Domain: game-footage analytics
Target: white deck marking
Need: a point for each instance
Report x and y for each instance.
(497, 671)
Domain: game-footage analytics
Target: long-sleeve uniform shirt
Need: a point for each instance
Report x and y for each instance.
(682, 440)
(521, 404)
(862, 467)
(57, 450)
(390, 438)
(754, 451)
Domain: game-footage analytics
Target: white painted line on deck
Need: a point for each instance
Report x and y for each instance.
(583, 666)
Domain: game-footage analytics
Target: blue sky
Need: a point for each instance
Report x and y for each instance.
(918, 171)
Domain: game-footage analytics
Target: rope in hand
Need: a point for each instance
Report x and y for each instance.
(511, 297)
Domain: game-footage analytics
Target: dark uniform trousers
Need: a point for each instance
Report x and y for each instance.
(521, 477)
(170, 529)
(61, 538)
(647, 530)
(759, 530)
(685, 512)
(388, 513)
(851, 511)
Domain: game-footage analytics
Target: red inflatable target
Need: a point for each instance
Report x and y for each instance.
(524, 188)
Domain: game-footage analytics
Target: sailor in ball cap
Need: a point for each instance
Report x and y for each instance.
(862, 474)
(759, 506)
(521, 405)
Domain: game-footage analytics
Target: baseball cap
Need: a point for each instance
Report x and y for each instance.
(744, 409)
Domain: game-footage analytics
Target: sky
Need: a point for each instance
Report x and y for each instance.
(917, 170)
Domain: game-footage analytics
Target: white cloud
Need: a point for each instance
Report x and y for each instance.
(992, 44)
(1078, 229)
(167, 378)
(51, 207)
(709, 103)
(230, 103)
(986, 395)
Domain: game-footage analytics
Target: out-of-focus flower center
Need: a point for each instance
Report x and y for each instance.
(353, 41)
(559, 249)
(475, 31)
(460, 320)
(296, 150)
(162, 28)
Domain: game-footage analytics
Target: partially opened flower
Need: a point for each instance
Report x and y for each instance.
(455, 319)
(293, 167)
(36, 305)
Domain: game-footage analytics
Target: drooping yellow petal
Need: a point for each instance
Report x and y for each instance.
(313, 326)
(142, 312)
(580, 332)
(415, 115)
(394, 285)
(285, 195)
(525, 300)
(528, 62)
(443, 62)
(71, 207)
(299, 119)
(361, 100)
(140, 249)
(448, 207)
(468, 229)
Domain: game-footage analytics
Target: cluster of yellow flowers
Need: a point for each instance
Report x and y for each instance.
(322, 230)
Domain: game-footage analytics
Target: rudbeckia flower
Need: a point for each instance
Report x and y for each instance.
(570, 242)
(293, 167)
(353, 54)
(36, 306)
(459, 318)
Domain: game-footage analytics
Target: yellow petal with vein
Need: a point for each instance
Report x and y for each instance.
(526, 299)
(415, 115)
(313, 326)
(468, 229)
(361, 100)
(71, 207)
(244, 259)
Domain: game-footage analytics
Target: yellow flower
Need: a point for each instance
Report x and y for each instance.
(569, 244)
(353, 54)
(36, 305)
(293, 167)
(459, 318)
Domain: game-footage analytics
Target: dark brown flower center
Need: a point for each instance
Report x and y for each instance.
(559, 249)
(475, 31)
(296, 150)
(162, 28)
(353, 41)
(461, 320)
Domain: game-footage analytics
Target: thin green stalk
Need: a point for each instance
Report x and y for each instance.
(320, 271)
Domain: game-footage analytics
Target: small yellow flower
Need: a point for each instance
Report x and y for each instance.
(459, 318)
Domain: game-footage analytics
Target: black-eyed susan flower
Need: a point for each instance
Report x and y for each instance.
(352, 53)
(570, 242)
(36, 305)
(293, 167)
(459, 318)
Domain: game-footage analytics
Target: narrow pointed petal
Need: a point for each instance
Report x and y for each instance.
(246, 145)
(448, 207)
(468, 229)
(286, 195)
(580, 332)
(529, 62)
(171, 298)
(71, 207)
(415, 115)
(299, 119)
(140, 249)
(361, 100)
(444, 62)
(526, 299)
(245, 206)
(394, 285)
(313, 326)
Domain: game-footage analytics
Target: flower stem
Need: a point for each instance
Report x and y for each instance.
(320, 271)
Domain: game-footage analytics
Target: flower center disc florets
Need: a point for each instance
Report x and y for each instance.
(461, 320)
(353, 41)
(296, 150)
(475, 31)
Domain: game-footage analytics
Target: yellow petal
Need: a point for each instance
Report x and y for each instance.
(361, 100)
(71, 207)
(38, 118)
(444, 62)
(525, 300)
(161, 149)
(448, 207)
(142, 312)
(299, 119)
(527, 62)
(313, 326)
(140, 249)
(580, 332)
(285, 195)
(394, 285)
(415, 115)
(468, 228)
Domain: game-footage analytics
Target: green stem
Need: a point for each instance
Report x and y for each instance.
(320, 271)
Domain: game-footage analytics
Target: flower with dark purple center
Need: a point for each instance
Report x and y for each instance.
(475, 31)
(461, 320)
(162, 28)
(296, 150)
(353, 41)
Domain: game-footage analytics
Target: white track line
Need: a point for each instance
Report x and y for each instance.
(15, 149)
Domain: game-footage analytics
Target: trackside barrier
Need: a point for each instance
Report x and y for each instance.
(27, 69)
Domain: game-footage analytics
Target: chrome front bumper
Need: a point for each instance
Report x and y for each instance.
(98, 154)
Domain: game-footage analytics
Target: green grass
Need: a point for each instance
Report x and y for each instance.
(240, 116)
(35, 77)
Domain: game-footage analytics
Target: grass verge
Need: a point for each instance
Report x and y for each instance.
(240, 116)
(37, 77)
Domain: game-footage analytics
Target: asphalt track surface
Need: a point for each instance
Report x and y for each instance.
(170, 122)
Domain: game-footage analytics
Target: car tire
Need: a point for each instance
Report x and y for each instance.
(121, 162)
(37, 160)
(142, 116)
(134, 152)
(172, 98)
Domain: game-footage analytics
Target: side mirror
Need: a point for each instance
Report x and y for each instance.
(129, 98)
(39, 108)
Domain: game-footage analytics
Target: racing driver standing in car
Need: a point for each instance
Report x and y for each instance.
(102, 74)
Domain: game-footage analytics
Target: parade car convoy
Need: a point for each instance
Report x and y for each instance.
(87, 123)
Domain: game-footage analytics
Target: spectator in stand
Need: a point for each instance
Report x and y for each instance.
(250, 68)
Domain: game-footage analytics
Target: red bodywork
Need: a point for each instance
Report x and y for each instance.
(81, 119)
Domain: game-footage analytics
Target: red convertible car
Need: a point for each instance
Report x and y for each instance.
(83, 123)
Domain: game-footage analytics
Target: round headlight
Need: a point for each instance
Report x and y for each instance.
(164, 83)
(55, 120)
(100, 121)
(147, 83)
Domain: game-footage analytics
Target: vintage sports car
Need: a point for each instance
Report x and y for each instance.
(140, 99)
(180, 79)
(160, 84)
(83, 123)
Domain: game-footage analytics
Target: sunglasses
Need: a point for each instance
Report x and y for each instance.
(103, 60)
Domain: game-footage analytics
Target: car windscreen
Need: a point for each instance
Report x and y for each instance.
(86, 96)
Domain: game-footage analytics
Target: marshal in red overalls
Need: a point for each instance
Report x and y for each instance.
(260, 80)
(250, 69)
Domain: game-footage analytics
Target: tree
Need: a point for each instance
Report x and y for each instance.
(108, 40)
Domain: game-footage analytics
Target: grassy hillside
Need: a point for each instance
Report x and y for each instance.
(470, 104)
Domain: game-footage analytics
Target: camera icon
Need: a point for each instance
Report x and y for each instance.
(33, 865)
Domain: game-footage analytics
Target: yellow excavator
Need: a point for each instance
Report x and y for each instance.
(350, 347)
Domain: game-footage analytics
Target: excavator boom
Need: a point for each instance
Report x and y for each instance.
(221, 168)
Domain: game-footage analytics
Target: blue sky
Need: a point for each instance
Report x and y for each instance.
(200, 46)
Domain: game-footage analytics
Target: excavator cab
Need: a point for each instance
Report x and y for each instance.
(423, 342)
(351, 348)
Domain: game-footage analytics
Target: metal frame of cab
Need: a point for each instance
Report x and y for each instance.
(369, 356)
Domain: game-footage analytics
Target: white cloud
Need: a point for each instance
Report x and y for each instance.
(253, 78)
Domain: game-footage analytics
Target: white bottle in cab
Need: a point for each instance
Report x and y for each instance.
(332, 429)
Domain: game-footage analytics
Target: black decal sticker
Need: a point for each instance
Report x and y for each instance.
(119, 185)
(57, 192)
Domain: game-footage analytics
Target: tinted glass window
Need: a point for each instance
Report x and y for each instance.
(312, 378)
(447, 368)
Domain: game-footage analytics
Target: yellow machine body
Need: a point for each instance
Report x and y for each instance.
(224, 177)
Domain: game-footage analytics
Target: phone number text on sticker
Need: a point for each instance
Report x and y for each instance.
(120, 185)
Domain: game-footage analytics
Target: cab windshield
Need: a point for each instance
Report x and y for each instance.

■ Work to complete:
Check each line of the listing for "sticker". Show those that have it.

■ Solution to this exercise:
Target: black decal sticker
Target: phone number text on sticker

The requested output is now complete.